For example, for a n-core system with m total thermal nodes, we can generate its thermal model as

$$GT_t(t) + C\frac{dT_t(t)}{dt} = BP(T_t, t)$$

$$Y(t) = LT_t(t)$$
(4)

where  $T_t(t) \in \mathbb{R}^m$  is the temperature vector (distinguished from  $T_p$ , which is a scalar representing temperature at only one place), representing temperatures at m places of the chip and package;  $G \in \mathbb{R}^{m \times m}$  and  $C \in \mathbb{R}^{m \times m}$  contain equivalent thermal resistance and capacitance information, respectively;  $B \in \mathbb{R}^{m \times n}$  contains the power injection topology information;  $P(T_t, t) \in \mathbb{R}^n$  is the power vector with power dissipations of n cores, including both dynamic power vector  $P_d$  and leakage power vector  $P_s$ , i.e.,  $P(T_t, t) = P_s(T_t, t) + P_d(t)$ , reminding that leakage power  $P_s(T_t, t)$  is actually a function of temperature  $T_t$  modeled using (1)–(3);  $Y(t) \in \mathbb{R}^n$  is the output temperature vector of n cores;  $L \in \mathbb{R}^{n \times m}$  is the corresponding output selection matrix which selects the n core temperatures from  $T_t(t)$ . For the detailed structure of the thermal model, please refer to [45] and [60].

The leakage power  $P_s(T_t, t + h)$  is a nonlinear function of current temperature  $T_t(t + h)$ , leading to the fact that we need  $T_t(t + h)$  to compute  $P_s(T_t, t + h)$  while we also need  $P_s(T_t, t + h)$  to compute  $T_t(t + h)$ , similar to the famous chicken or the egg causality dilemma. As a result,  $T_t(t + h)$  cannot be calculated directly.

Iteration-based method has been proposed to compute the temperature and leakage power by providing an initial guess [34], [61], [62]. Although this method is pretty accurate, it cannot be used in DTM because it is extremely time consuming. In this paper, we use the iteration-based thermal estimation method as the accuracy golden baseline (called "golden" in short) and it also serves as the multicore system plant. Detailed steps of the iteration-based method are discussed in our previous work [34].

In order to find a practical leakage-aware thermal model for DTM, researchers proposed to approximate the nonlinear function (3) using linear function, piecewise linear function, or simple polynomials. But all these methods show limitations in DTM as discussed in Section II.

# IV. LEAKAGE-AWARE DTM USING ECHO STATE NETWORK-BASED PREDICTIVE CONTROL

As discussed in the previous sections, there are very few leakage-aware DTM works for multicore systems. In this section, we present a new leakage-aware DTM method using a neural network-based nonlinear thermal model and nonlinear MPC.
═══
Short task A →
In the thermal modeling passage, what role does the matrix L play?
Short task B →
Explain why, according to the thermal modeling passage, T_t(t + h) cannot be calculated directly.
Short task C →
Please carry on the thermal modeling passage from its final sentence.

Data provided →
═══
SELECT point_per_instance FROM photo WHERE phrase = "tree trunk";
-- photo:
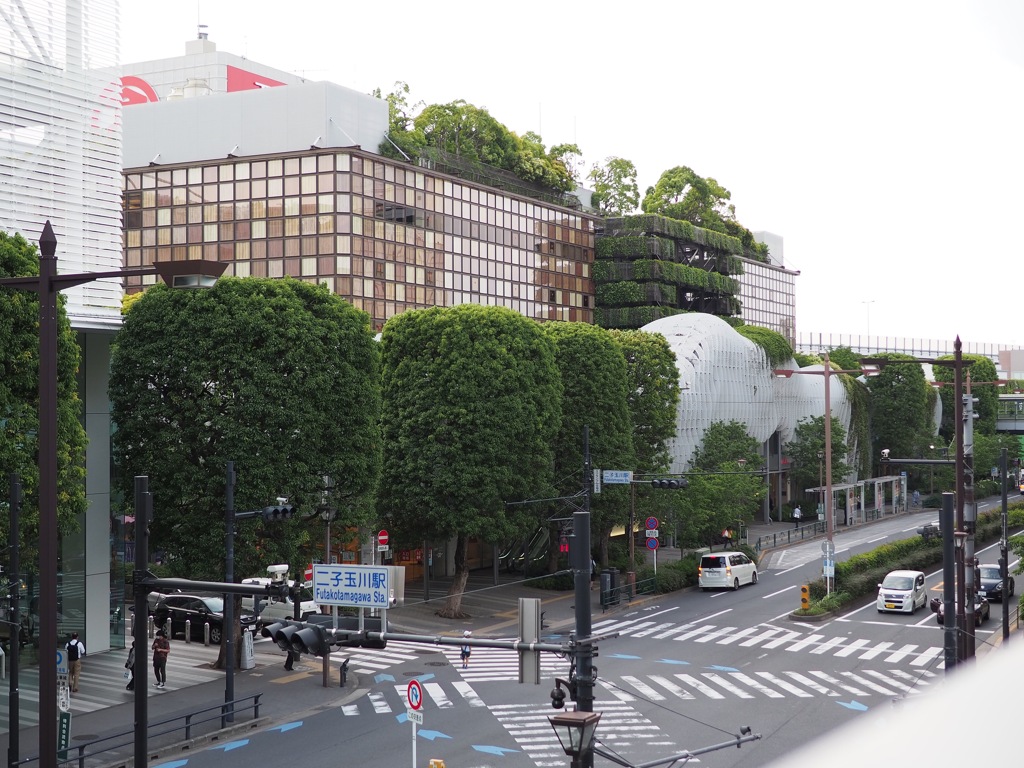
═══
Exercise output A →
L is the output selection matrix that selects the n core temperatures from T_t(t).

Exercise output B →
Leakage power P_s(T_t, t + h) is a nonlinear function of the current temperature T_t(t + h). So computing P_s(T_t, t + h) requires T_t(t + h), and computing T_t(t + h) requires P_s(T_t, t + h), a circular dependency like the chicken-or-the-egg dilemma.

Exercise output C →
This section is organized as follows. First, in Section IV-A, we analyze the performance of the general RNN structure-based thermal model, and point out it does not work well for leakage-aware DTM because of the exploding gradient induced long-term dependencies problem. Then, in order to avoid such problem, we propose to use ESN model, which is an RNN with special structure, for leakage-aware DTM. The structure and training of ESN for thermal management application are presented in Section IV-B. Finally, in Section IV-C, we demonstrate the detailed steps of integrating the ESN-based



Fig. 2. Simple RNN architecture, whose recurrence is the feedback connection from the output to the hidden layer. It has the problem of learning long-term dependencies when it is used as the thermal model for leakage-aware DTM.

thermal model into the new nonlinear ESN MPC framework to perform leakage-aware DTM.

### A. Leakage-Aware Thermal Modeling Using RNN and Its Long-Term Dependencies Problem

1) RNN-Based Leakage-Aware Thermal Model: RNN is a deep network specialized in sequence modeling. It is invented to deal with data in vector sequence form by the machine learning community [50]. Because dynamic systems produce the output vector sequence from a given input vector sequence, RNN also can be used as a black box model for dynamic systems, especially for nonlinear dynamic systems [63]. In addition, RNN has a simple structure, which makes it easier to be integrated into an advanced control framework than some other complex neural networks.

In order to improve DTM quality of multicore systems by accurately considering the nonlinearity between the leakage current and temperature, it is natural to think of using RNN as the leakage-aware thermal model. Although RNN is powerful in many applications, we show in this paper that it is difficult to train the normal RNN for leakage-aware DTM problem because of its problem of learning long-term dependencies in the training process [50], [64]. With the problem of learning long-term dependencies, the accuracy of the RNN model will suffer, especially for an RNN that requires a long sequence to train as in leakage-aware DTM.

Here, we use a simple RNN shown in Fig. 2 as an example to demonstrate this problem. Because RNN can naturally consider the nonlinearity between leakage power and temperature, we just need dynamic power  $P_d(k)$  as the input and leakage power  $P_s(k)$  should be handled automatically inside RNN.  $T_r(k)$  is the output temperature of RNN, containing the on-chip temperatures only.  $x_r(k)$  is the state, which is also called the hidden unit. In addition, there are matrices  $A_r$ ,  $D_r$ , and  $E_r$ , representing the weighted connections between input-to-hidden, output-to-hidden, and hidden-to-output, respectively, which are called weight matrices. This RNN outputs the on-chip temperatures  $T_r(k)$  at each time step, and has recurrent connections from the output at one time step to the hidden units at the next

<sup>2</sup>We do not need the explicit package temperatures in most applications. If certain package temperatures are explicitly needed, we can simply add them to  $T_r(k)$ .

time step. Please note that we can put more than one hidden unit at each time step, in order to increase the model capacity.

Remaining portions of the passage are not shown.